_Consigne A:_ Reproduisez le passage de l'article sur les sanctions américaines situé entre « Perspectives » et « grandes puissances nucléaires. », bornes incluses.
_Consigne B:_ Dans l'article sur les sanctions américaines, condensez sous forme de liste le paragraphe qui commence par « Le projet de loi, approuvé malgré », en conservant ses faits essentiels.

_Extrait du document:_
# # # # # # #
Perspectives

Les sanctions américaines et le danger de guerre

L'expulsion par Moscou de 750 diplomates et employés américains après l'imposition par le Congrès de sanctions contre la Russie, l'Iran et la Corée du Nord marque un tournant historique. Les guerres néo-coloniales lancées par les Etats-Unis et leurs alliés impérialistes ce dernier quart de siècle produisent un effondrement généralisé des relations diplomatiques et commerciales qui pose le danger de guerre entre les grandes puissances nucléaires.

Le passage du projet de loi sur les sanctions, par lequel une majorité écrasante au Congrès veut forcer Trump à bloquer les échanges entre la Russie et l'Europe, a stupéfait le Kremlin. Dans l'attente de bonnes relations avec Trump, Moscou n'avait pas réagi à l'expulsion de ses diplomates l'année dernière, quand Washington a déclaré sans preuve que la Russie avait saboté les élections américaines. Mais depuis l'inauguration de Trump, les fractions de la classe dirigeante américaine qui exigent une confrontation avec Moscou ont triomphé dans les médias et l'appareil d'Etat.

Le projet de loi, approuvé malgré l'hostilité de Berlin et de Paris, envenimera aussi les relations entre Washington et ses prétendus alliés en Europe. Lundi, des responsables américains ont confirmé que, comme en 2015, le Pentagone compte armer le régime ukrainien d'extrême-droite qui est ressorti du coup à Kiev approuvé par l'Otan en 2014. Cette aide comprendrait des missiles anti-char et d'autres armes létales.

Moscou se prépare donc à une confrontation armée à long terme avec Washington qui met l'Europe en état d'alerte. « Nous avons attendu très longtemps pour que quelque chose change peut-être », a déclaré le président russe, Vladimir Poutine, ce week-end. « Mais, de toute évidence, si ça change, ce ne sera pas pour bientôt. »
# # # # # # #
_Données enregistrées:_

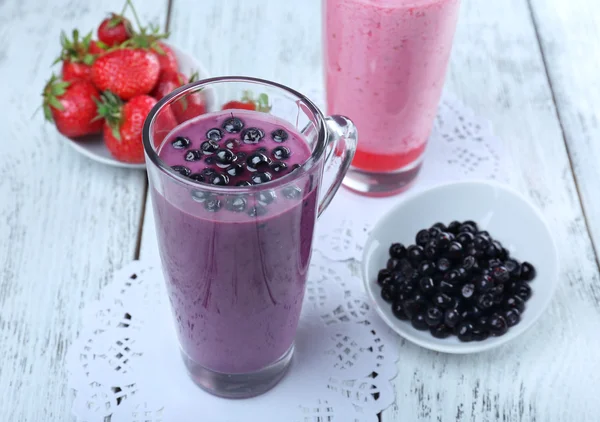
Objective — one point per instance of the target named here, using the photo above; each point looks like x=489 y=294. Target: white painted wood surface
x=569 y=33
x=66 y=222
# # # # # # #
_Réponse rédigée A:_
Perspectives

Les sanctions américaines et le danger de guerre

L'expulsion par Moscou de 750 diplomates et employés américains après l'imposition par le Congrès de sanctions contre la Russie, l'Iran et la Corée du Nord marque un tournant historique. Les guerres néo-coloniales lancées par les Etats-Unis et leurs alliés impérialistes ce dernier quart de siècle produisent un effondrement généralisé des relations diplomatiques et commerciales qui pose le danger de guerre entre les grandes puissances nucléaires.

_Réponse rédigée B:_
- Le projet de loi a été approuvé malgré l'hostilité de Berlin et de Paris. Il envenimera les relations entre Washington et ses prétendus alliés européens.
- Lundi, des responsables américains ont confirmé que le Pentagone compte armer le régime ukrainien d'extrême-droite, comme en 2015. Ce régime est issu du coup de Kiev de 2014, approuvé par l'Otan.
- Cette aide comprendrait des missiles anti-char et d'autres armes létales.